Written instruction: Do not include the pictures; repeat the rest of the data exactly.

Data for this task:
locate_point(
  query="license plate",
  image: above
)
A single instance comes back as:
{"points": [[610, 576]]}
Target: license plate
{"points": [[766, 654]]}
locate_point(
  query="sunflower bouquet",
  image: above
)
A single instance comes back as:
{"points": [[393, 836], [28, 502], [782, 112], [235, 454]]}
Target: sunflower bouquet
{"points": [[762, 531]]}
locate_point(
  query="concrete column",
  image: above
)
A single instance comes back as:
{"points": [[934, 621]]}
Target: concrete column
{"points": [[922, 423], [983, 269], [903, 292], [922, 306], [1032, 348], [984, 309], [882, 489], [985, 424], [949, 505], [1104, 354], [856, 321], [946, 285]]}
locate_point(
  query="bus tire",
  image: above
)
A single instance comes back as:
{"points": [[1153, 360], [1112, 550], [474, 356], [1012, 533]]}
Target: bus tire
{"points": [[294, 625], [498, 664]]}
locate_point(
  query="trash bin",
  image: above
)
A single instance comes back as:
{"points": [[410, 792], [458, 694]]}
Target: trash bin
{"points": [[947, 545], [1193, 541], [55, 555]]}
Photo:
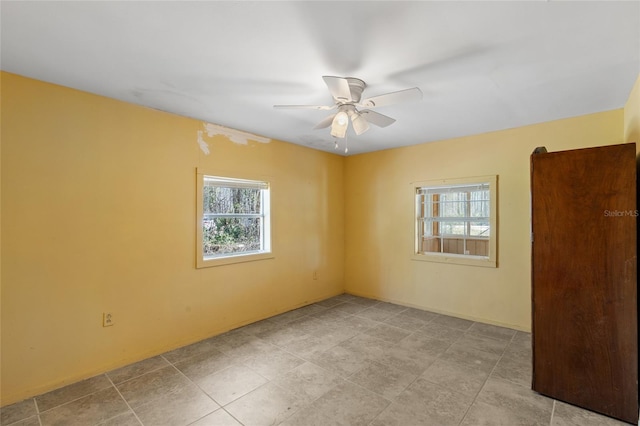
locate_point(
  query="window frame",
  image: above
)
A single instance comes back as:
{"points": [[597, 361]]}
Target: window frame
{"points": [[463, 259], [259, 182]]}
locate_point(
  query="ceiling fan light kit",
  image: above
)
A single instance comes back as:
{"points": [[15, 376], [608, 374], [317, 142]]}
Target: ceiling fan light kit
{"points": [[347, 96]]}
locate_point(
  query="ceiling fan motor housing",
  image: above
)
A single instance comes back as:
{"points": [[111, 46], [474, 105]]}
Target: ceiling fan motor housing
{"points": [[356, 86]]}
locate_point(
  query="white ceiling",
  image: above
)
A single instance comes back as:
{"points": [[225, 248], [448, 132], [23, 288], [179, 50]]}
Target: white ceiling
{"points": [[482, 66]]}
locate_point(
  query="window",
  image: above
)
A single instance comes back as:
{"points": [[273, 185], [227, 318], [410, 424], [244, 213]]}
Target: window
{"points": [[455, 221], [233, 220]]}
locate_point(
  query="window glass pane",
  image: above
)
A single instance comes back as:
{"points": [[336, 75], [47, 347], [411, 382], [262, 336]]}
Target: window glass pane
{"points": [[480, 229], [225, 200], [452, 204], [452, 228], [479, 203], [231, 235]]}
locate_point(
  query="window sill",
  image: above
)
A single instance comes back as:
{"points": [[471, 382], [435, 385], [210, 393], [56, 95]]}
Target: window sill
{"points": [[230, 260], [456, 259]]}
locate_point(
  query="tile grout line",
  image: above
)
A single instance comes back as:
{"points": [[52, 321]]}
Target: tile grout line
{"points": [[37, 411], [221, 407], [487, 379], [125, 401]]}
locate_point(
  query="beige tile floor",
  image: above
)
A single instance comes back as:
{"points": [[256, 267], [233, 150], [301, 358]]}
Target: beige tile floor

Final result:
locate_point(
  query="license plate",
  image: above
)
A single instance comes back as:
{"points": [[610, 576]]}
Target: license plate
{"points": [[766, 654]]}
locate_point(
  query="sunflower bouquet",
  image: above
)
A single instance comes back as:
{"points": [[393, 836], [28, 502], [782, 112], [235, 454]]}
Target: sunflower bouquet
{"points": [[762, 531]]}
locate_point(
  query="concrete column",
  image: above
)
A single instance comes back as:
{"points": [[934, 621]]}
Target: concrete column
{"points": [[922, 423], [983, 269], [903, 292], [922, 306], [1032, 348], [984, 309], [882, 489], [985, 424], [949, 505], [1104, 354], [856, 321], [946, 285]]}
locate_point(
  query="bus tire",
  image: above
)
A single instance comes back as:
{"points": [[1153, 360], [1112, 550], [474, 356], [1012, 533]]}
Target: bus tire
{"points": [[294, 625], [498, 664]]}
locate_point(
  query="trash bin",
  image: above
)
A single instance comes back as:
{"points": [[410, 792], [458, 694]]}
Target: trash bin
{"points": [[947, 545], [1193, 541], [55, 555]]}
Photo:
locate_point(
  query="window frame",
  image: above
)
A single instance comes back as:
{"points": [[597, 361]]}
Target: window frame
{"points": [[463, 259], [259, 182]]}
locate_point(
  query="ceiling fan light kit",
  image: above
)
A single instance comes back as:
{"points": [[15, 376], [608, 374], [317, 142]]}
Target: ceiling fan light kit
{"points": [[347, 96]]}
locate_point(
  query="ceiling fan motor housing",
  image: above
)
A single instance comes back as:
{"points": [[111, 46], [474, 105]]}
Target: ceiling fan motor housing
{"points": [[356, 86]]}
locate_point(
  query="white ceiling",
  image: above
)
A single instance comes back as:
{"points": [[225, 248], [448, 132], [23, 288], [179, 50]]}
Target: white ceiling
{"points": [[482, 66]]}
locate_point(
  query="window",
  image: above
)
A single instance comes back as:
{"points": [[273, 185], [227, 318], [410, 424], [244, 213]]}
Target: window
{"points": [[455, 221], [233, 220]]}
locate_point(
  query="window glass pane",
  image: above
)
A single instance comes back as:
{"points": [[336, 75], [47, 347], [411, 382], [262, 336]]}
Target: window glass pane
{"points": [[480, 229], [225, 200], [452, 204], [452, 228], [479, 203], [231, 235]]}
locate_point(
  query="window sill",
  image: above
)
A single instance comes back as:
{"points": [[471, 382], [435, 385], [210, 393], [56, 95]]}
Target: window sill
{"points": [[230, 260], [456, 259]]}
locate_point(
  query="tile grout line",
  image: above
)
A single instance comes back as:
{"points": [[52, 321]]}
Target: tile grout line
{"points": [[37, 411], [221, 407], [487, 379], [125, 401]]}
locate_point(
  query="beige tile floor",
  image: above
)
A single instance comes back as:
{"points": [[256, 267], [233, 150], [301, 358]]}
Target: beige tile floor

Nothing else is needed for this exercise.